Dataset records start

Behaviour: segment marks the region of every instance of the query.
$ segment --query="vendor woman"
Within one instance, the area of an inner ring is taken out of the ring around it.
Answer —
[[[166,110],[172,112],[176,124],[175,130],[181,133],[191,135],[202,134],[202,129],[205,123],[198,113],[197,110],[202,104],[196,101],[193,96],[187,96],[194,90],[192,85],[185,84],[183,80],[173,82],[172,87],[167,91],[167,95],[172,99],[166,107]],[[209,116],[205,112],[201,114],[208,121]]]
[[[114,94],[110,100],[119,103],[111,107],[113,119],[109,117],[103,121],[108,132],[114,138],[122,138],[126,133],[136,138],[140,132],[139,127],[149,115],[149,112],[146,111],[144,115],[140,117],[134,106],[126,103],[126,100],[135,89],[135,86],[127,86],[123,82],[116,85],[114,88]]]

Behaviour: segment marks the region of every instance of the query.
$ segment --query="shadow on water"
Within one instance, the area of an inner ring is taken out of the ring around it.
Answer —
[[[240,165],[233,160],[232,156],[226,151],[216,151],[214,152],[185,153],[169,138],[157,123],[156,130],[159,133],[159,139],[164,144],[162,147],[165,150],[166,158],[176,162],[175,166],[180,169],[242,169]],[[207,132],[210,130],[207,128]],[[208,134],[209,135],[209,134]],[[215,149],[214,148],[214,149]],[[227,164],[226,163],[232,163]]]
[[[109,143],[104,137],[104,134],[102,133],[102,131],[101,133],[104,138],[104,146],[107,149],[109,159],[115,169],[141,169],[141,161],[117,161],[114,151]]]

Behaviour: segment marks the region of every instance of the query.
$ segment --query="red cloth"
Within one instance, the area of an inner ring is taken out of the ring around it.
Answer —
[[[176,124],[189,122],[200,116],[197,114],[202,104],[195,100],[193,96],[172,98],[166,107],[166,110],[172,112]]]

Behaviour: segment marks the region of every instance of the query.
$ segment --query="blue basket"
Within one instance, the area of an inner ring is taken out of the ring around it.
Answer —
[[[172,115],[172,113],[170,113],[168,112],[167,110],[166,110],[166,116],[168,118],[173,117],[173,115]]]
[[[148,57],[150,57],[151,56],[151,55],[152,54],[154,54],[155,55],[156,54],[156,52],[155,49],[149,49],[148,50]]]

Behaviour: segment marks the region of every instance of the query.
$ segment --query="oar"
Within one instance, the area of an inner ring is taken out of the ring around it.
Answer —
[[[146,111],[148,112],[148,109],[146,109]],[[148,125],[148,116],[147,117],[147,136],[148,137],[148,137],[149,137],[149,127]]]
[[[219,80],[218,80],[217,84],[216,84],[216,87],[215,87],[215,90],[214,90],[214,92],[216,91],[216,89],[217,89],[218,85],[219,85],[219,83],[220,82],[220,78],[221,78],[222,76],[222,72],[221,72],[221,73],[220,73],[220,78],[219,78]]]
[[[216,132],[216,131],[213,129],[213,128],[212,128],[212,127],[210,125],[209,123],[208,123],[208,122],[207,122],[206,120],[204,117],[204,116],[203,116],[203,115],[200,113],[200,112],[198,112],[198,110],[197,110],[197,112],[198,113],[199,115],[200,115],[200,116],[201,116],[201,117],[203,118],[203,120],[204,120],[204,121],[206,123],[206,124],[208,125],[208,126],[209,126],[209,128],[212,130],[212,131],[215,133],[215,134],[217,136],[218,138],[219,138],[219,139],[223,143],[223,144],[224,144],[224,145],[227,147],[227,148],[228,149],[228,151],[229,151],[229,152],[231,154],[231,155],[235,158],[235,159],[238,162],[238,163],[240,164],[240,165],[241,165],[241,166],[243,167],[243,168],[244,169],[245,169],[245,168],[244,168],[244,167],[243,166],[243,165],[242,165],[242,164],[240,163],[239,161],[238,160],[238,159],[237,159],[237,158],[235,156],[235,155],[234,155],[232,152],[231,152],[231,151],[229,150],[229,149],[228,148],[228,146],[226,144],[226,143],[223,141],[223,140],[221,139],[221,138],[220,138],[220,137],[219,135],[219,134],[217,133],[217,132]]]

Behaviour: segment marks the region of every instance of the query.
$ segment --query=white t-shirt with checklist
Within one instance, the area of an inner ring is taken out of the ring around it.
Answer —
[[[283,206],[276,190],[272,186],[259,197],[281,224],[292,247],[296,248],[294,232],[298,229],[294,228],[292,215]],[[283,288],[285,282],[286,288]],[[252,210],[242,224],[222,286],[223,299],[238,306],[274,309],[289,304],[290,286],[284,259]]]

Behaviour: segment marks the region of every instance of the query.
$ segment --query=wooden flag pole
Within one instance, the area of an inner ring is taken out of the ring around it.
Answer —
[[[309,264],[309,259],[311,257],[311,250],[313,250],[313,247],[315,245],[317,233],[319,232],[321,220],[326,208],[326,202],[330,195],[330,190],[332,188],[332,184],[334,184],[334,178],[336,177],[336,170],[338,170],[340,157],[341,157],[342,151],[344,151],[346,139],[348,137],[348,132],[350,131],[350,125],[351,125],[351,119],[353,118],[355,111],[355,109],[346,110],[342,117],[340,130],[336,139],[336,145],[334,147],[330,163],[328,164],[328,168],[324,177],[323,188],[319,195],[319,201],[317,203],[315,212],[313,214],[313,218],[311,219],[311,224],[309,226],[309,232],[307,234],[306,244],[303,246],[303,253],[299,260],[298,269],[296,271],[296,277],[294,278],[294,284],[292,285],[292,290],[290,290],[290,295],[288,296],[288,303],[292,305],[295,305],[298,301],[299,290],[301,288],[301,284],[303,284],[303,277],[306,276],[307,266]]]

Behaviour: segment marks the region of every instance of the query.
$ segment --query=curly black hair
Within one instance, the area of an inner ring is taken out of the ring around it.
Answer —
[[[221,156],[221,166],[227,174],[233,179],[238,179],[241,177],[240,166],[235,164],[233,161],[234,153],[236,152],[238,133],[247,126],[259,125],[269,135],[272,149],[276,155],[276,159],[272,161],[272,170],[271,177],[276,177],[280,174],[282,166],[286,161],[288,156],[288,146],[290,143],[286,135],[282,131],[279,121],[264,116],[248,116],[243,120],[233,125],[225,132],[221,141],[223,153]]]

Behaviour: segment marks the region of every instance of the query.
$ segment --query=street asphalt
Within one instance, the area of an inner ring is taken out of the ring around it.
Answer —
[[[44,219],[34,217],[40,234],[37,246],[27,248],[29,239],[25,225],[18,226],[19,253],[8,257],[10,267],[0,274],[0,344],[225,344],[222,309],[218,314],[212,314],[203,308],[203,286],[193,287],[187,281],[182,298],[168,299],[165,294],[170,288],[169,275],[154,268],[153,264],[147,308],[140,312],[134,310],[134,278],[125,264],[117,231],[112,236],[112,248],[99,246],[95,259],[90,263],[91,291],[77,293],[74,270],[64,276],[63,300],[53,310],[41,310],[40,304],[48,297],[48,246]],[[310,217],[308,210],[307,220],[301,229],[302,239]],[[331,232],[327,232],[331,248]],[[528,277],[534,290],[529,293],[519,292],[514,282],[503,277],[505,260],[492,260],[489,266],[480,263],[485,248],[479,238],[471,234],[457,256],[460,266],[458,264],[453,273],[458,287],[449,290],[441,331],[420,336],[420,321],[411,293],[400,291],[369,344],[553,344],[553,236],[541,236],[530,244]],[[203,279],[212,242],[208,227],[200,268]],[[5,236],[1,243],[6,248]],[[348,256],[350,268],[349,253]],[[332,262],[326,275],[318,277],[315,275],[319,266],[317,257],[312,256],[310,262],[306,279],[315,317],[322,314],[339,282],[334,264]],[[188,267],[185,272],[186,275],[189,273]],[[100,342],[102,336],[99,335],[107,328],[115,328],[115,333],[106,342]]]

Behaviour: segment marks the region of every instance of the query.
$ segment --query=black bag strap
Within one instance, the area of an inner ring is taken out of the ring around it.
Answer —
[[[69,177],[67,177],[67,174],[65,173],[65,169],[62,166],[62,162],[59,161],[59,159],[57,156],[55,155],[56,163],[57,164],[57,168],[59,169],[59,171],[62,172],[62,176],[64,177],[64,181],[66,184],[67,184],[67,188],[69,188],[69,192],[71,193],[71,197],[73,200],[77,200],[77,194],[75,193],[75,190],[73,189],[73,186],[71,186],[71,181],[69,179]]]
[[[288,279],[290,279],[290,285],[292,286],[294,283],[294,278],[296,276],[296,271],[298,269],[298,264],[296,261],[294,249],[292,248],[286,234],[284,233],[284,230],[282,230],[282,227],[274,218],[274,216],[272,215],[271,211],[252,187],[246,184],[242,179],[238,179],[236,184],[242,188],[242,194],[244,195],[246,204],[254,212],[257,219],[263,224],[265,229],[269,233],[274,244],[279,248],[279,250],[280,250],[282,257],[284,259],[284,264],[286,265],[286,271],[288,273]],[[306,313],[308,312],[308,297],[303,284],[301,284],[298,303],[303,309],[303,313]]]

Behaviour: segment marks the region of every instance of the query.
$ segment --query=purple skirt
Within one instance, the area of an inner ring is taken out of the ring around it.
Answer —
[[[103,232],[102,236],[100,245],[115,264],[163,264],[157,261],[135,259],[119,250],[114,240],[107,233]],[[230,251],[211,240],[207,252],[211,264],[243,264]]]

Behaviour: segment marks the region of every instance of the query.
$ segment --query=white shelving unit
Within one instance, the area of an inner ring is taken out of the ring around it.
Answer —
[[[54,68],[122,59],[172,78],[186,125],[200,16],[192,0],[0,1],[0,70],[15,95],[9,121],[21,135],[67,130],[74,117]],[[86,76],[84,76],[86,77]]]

Dataset records end

▶ [Task instructions]: Report each line of the data above that contains the word "white", copying every such line in full.

▶ [Expected output]:
$ segment --query=white t-shirt with checklist
$ segment --query=white shelving unit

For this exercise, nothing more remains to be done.